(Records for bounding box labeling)
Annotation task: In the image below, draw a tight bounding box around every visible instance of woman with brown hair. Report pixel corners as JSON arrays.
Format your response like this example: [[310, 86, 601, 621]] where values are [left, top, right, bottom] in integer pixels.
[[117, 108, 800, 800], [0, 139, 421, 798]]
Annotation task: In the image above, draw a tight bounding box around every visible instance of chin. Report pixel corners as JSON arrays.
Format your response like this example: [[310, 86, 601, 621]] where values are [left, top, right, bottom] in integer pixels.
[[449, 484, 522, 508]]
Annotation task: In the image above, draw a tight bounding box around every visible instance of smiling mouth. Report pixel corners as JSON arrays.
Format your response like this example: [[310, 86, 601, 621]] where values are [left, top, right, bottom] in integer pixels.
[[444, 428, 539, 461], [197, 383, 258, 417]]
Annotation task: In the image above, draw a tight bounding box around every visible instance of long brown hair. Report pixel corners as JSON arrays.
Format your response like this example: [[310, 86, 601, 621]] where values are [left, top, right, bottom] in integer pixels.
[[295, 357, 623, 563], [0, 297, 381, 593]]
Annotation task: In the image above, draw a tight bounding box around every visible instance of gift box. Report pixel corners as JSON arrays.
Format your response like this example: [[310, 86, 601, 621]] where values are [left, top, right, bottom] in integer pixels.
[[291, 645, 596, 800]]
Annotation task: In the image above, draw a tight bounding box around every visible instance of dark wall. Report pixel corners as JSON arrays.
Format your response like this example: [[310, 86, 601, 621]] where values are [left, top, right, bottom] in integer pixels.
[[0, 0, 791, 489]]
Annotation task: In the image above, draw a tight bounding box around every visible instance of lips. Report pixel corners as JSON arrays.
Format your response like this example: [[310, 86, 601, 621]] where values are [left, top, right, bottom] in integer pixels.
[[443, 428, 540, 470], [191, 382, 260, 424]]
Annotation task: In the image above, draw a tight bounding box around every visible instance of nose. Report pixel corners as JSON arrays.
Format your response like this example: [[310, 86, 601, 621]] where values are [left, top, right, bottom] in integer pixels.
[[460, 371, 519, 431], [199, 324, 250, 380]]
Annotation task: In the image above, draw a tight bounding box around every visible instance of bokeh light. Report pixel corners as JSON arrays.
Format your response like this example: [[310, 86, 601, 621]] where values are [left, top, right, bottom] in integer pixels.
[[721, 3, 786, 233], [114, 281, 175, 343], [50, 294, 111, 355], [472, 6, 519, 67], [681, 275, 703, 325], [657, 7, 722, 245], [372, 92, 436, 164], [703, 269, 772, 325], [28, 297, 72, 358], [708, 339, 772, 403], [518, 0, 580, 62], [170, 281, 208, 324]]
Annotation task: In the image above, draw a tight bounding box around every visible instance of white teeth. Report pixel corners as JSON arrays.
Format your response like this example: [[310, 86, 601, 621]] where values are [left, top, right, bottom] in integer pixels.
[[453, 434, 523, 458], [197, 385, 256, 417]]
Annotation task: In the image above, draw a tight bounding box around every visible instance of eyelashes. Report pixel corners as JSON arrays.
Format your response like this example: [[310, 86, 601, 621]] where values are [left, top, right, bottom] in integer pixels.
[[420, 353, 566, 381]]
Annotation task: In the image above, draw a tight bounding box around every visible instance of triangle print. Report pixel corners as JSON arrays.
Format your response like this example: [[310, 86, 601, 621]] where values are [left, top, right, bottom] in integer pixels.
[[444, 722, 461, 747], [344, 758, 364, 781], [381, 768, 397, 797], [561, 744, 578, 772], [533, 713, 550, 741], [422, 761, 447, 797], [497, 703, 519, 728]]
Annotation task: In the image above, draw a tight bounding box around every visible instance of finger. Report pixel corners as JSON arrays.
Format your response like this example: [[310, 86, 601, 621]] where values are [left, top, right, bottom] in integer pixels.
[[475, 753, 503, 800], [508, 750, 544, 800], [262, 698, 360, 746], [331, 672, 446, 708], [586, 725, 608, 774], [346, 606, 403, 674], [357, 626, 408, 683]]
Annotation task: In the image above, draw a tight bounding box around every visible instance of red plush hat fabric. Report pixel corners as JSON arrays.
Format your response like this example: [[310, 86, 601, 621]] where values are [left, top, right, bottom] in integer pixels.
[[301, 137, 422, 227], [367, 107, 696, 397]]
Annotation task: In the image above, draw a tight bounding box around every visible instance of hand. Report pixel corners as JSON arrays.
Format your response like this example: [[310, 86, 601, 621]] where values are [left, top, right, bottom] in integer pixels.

> **WHAT THE TASK ASKS**
Convert every line of the records above into a JSON list of strings, with one string per line and no blank lines.

> **TASK OUTPUT**
[
  "Annotation task: In the image below, draw a tight bounding box around every visible instance of woman with brown hair. Report pixel corners as JSON arrays.",
  "Format your response like this example: [[310, 86, 601, 621]] where values are [left, top, right, bottom] in integer pixels.",
  "[[117, 108, 800, 800], [0, 139, 421, 798]]",
  "Annotation task: In the image above, draw a tight bounding box around every visible instance of chin. Report pixel corners as JSON arrays.",
  "Format your response like this example: [[310, 86, 601, 621]] where values are [left, top, right, bottom] in integer pixels.",
  "[[449, 484, 522, 508]]",
  "Annotation task: In the image above, draw a tight bounding box around every visible instance of smiling mouth. Report pixel corners as JSON arrays.",
  "Format your response like this example: [[310, 86, 601, 621]] where values are [left, top, right, bottom] in integer pixels.",
  "[[444, 428, 539, 461], [197, 383, 258, 417]]",
  "Annotation task: In the image above, draw a tight bounding box around every visible instance of long brown hair. Report pixel corners as JSON arrays.",
  "Format your response like this example: [[310, 86, 601, 621]] where values are [left, top, right, bottom] in integer pixels.",
  "[[295, 357, 623, 563], [0, 297, 381, 593]]",
  "Annotation task: In the image above, draw a tight bounding box around every visible instance of gift box. Report pixel corners as JSON arrays.",
  "Format your response like this example: [[310, 86, 601, 621]] where values are [left, top, right, bottom] in integer pixels.",
  "[[291, 645, 596, 800]]",
  "Annotation task: In the image above, draw a tight bounding box around every visible instance of dark wall. Report pixel corners as JSON arrays.",
  "Format your response like this example: [[310, 86, 601, 621]] where values are [left, top, right, bottom] in integer pixels.",
  "[[0, 0, 791, 489]]",
  "Annotation task: In the image above, draw a tight bounding box around every visible instance of lips. Report pixel corners as JSON arrays.",
  "Format your response like this example: [[310, 86, 601, 621]] where values are [left, top, right, bottom] in integer pixels.",
  "[[443, 428, 540, 470], [191, 382, 260, 424]]",
  "Annotation task: In the image above, draw a tight bounding box around every visible instance of nose. Report pixel corners as JSON arrays.",
  "Format your response like this example: [[310, 86, 601, 621]] where values are [left, top, right, bottom] in integer pixels.",
  "[[460, 371, 519, 431], [199, 324, 250, 380]]",
  "Annotation task: In the image above, draw a tight bounding box around every visible instance of bokeh light. Report pixel corners as JSON arrays.",
  "Format your response like this example: [[310, 86, 601, 621]] where values are [left, top, right, bottom] in integer pixels.",
  "[[721, 3, 786, 233], [114, 281, 175, 343], [50, 294, 111, 355], [472, 6, 519, 67], [681, 275, 703, 325], [657, 7, 722, 245], [372, 92, 436, 164], [703, 269, 772, 325], [28, 297, 72, 358], [708, 339, 772, 403], [518, 0, 580, 62], [170, 281, 208, 324]]",
  "Annotation task: In the image above, draw a tight bounding box around every visible instance of white teeth. Report pixel corners as JSON arrays.",
  "Format your response like this example: [[310, 86, 601, 621]] where values are [left, top, right, bottom] in integer pixels.",
  "[[453, 434, 523, 458], [197, 385, 256, 417]]",
  "Annotation task: In the image above, draw a tight bounding box around every visible instance of eyelashes. Report pixel corners as JSON arrays.",
  "Format your response like this example: [[310, 86, 601, 621]] where values are [left, top, right, bottom] in integer pixels.",
  "[[420, 353, 566, 381]]",
  "Annotation task: In the image above, draw a tight bounding box around every visible instance of triangle print. Report pixel corners as JSON arrays.",
  "Format your response like this example: [[310, 86, 601, 621]] where values are [left, top, right, bottom] in integer pixels.",
  "[[444, 722, 461, 747], [344, 758, 364, 781], [381, 768, 397, 797], [561, 744, 578, 772], [533, 713, 550, 741], [422, 761, 447, 797], [497, 703, 519, 728]]",
  "Annotation task: In the image above, draw a tight bounding box around every visible instance of finger. Report pixel corners as JSON arrays.",
  "Format your response like this example: [[310, 86, 601, 621]] where values are [left, top, right, bottom] in integer pixels.",
  "[[475, 753, 503, 800], [508, 750, 544, 800], [262, 698, 360, 746], [331, 672, 446, 708], [586, 725, 608, 774], [346, 606, 403, 674], [357, 626, 408, 683]]",
  "Annotation task: In the image above, draw a tight bounding box around every visible instance of red plush hat fabric. Report pixel corners as JSON arrays.",
  "Format your response like this example: [[310, 86, 601, 621]] where values are [left, top, right, bottom] in integer pixels.",
  "[[301, 137, 422, 227], [367, 107, 696, 397]]",
  "Annotation task: In the image above, draw a tight bounding box around every visible instance of hand. Report pixel corners as JSON arrays.",
  "Format your response like this example: [[310, 86, 601, 621]] where values are [left, top, right, bottom] in integer pixels."
]